▶ _The task_:
From the line that holds "Find the shoe" to the last line of the data, copy everything exactly; leave out all the rest.

▶ _Data to process_:
<<<<
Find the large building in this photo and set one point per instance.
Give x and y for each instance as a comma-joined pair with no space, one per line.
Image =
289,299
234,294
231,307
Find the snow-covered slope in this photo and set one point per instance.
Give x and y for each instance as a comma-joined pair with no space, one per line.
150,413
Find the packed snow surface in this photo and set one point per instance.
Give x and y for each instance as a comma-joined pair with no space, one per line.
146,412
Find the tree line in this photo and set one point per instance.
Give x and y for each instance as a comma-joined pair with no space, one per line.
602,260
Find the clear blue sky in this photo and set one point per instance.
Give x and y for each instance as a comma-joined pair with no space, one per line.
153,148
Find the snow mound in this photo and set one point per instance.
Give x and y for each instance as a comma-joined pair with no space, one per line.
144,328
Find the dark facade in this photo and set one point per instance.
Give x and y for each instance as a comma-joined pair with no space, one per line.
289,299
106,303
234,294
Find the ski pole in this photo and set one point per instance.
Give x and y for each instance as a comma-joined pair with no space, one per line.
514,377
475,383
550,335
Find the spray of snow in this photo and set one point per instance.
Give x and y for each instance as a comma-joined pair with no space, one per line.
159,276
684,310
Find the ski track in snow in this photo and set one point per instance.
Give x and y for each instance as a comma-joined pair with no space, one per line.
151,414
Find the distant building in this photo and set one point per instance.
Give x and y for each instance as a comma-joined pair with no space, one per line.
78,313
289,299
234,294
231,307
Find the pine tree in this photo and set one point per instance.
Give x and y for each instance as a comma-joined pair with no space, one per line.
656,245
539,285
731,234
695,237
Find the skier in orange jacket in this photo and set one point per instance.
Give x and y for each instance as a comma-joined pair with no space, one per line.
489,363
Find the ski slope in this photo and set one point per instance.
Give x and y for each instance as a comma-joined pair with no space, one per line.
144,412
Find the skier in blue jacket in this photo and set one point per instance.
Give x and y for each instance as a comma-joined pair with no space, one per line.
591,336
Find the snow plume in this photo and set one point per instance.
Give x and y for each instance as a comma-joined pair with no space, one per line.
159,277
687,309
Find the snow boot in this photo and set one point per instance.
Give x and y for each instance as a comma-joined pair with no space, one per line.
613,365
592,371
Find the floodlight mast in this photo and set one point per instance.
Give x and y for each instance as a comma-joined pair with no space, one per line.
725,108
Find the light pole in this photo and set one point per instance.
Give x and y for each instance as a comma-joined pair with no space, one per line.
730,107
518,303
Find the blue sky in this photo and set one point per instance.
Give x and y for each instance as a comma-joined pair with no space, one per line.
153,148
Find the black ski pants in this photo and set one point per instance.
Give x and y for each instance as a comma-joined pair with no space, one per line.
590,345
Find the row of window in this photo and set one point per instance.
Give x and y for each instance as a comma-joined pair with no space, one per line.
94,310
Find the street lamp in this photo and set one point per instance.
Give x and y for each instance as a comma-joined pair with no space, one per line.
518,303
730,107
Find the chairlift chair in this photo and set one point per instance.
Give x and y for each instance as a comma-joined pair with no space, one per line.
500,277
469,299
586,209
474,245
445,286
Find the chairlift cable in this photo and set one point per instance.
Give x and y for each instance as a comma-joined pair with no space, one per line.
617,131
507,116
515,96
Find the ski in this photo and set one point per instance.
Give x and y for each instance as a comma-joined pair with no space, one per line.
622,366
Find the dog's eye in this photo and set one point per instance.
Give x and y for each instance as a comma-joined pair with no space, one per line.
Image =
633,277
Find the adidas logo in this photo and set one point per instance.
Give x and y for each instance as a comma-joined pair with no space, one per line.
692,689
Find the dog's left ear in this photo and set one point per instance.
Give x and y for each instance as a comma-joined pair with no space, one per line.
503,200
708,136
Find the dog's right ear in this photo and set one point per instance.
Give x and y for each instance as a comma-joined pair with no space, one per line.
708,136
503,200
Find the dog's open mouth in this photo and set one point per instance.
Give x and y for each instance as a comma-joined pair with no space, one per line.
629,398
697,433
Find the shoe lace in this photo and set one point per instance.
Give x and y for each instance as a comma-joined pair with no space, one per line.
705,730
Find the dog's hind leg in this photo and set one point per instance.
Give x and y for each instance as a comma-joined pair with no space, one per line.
>>>>
▶ _Solution below_:
Find the shoe lace in this photo and set one point per instance.
Give x and y for each instance as a comma-joined pair with no space, one per line.
705,730
Find the dog's hind leg in this photo and set one point per instance.
Give x and y for each instance as a comma-joined pair with no space, one per line.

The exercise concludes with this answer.